• [AIM OF THE EXERCISE]: Restate the records below word for word.

──────── DATA ROWS

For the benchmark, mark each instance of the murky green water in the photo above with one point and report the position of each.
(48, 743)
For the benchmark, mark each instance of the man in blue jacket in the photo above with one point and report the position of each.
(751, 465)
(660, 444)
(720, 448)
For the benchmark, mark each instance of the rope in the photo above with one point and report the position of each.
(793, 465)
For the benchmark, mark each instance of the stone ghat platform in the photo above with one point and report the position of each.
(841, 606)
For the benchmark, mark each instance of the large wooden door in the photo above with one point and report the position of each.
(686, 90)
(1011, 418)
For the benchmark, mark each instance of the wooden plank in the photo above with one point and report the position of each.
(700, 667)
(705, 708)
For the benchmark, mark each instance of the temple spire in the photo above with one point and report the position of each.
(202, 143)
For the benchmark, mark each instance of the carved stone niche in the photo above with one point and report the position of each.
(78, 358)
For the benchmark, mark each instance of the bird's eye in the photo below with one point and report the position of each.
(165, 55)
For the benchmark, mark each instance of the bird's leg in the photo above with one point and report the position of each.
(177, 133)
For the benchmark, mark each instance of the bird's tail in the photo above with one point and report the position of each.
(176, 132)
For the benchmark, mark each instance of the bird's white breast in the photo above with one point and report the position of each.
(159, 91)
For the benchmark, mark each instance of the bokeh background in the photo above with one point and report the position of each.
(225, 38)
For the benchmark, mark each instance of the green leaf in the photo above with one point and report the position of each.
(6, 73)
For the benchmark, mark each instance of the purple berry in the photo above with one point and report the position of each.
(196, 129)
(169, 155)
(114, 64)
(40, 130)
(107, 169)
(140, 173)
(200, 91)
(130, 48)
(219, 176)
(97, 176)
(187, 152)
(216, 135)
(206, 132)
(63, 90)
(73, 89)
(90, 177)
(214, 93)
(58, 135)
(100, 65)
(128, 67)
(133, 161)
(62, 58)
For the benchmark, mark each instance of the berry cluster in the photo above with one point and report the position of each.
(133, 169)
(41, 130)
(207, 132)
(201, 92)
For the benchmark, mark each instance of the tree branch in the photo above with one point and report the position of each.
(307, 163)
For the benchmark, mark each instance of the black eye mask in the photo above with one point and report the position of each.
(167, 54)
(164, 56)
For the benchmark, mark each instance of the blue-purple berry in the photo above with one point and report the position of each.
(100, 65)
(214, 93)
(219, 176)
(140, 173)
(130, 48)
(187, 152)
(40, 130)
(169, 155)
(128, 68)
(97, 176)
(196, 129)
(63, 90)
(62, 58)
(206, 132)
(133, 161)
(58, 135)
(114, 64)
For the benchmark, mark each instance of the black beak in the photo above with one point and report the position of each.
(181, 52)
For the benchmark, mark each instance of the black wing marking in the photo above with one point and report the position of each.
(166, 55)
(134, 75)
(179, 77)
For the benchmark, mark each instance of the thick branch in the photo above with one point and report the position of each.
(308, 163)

────────────────

• [FINAL RESULT]:
For the benchmark, mark each instance of the murky green water in the photo above with one point and report the position of each.
(48, 743)
For the benchmark, mark each instance of the man in blue jacket in the photo above with one point and report the position of each.
(751, 465)
(660, 444)
(720, 448)
For the benchmark, mark each instance of the rope in the photo above with one point and report the position of each.
(793, 465)
For the benchmark, mark each instance of the stone ghat platform in the photo above with one point and report the position of each.
(841, 606)
For the benchmark, mark each instance of the large wooden door in the photo above with one point and report the position of each.
(686, 90)
(1011, 418)
For the benchmark, mark each instance of the wooden plank in the photo above with one point and report the position of each.
(700, 667)
(705, 708)
For the benchmark, mark each instance of the temple spire in the photo above with one point and report the position of each.
(202, 143)
For the benchmark, mark each instance of the carved stone niche in the photo above with one point and report the position of each.
(78, 358)
For the benchmark, mark each instance of the bird's eye in the photo below with one point and report the position of each.
(165, 55)
For the benchmark, mark each instance of the bird's leg in the photo above with one point and report the position of each.
(177, 133)
For the benchmark, mark each instance of the bird's tail in the photo above with one point and report the position of each.
(176, 132)
For the benchmark, mark each instance of the bird's white breast in the photo above with one point and report the position of each.
(159, 91)
For the benchmark, mark each instance of the bokeh background in the photo above with one point and report the position of each.
(225, 38)
For the benchmark, mark each instance of the green leaf in the photo above with one point and report the position of each.
(6, 73)
For the benchmark, mark each instance of the purple berry in the photo above with one point and report the position of each.
(196, 129)
(169, 155)
(114, 64)
(40, 130)
(107, 169)
(140, 173)
(200, 91)
(130, 48)
(219, 176)
(97, 176)
(187, 152)
(216, 135)
(206, 132)
(63, 90)
(73, 89)
(90, 177)
(214, 93)
(58, 135)
(100, 65)
(128, 67)
(133, 161)
(62, 58)
For the benchmark, mark each instance of the berry cluster in the photo above with one point and report the position of each.
(133, 169)
(41, 130)
(207, 132)
(201, 92)
For the benchmark, mark each instance of the tree branch in the photo above with one point and report the position of each.
(307, 163)
For the benchmark, mark each instance of the black eye mask in the photo above with one point and report the position of each.
(167, 54)
(164, 56)
For the benchmark, mark each instance of the blue-purple berry in the photo above with one point and report the position of each.
(100, 65)
(214, 93)
(219, 176)
(140, 173)
(130, 48)
(187, 152)
(40, 130)
(169, 155)
(128, 68)
(97, 176)
(196, 129)
(63, 90)
(62, 58)
(206, 132)
(133, 161)
(58, 135)
(114, 64)
For the benchmark, mark each instance of the black beak in the photo above with one point and report the position of each.
(181, 52)
For the benchmark, mark each instance of the black wing marking in the photo above with one point and report the position of each.
(166, 55)
(134, 75)
(179, 77)
For the benchmark, mark each instance of the thick branch in the photo above with one point and report the position of each.
(308, 163)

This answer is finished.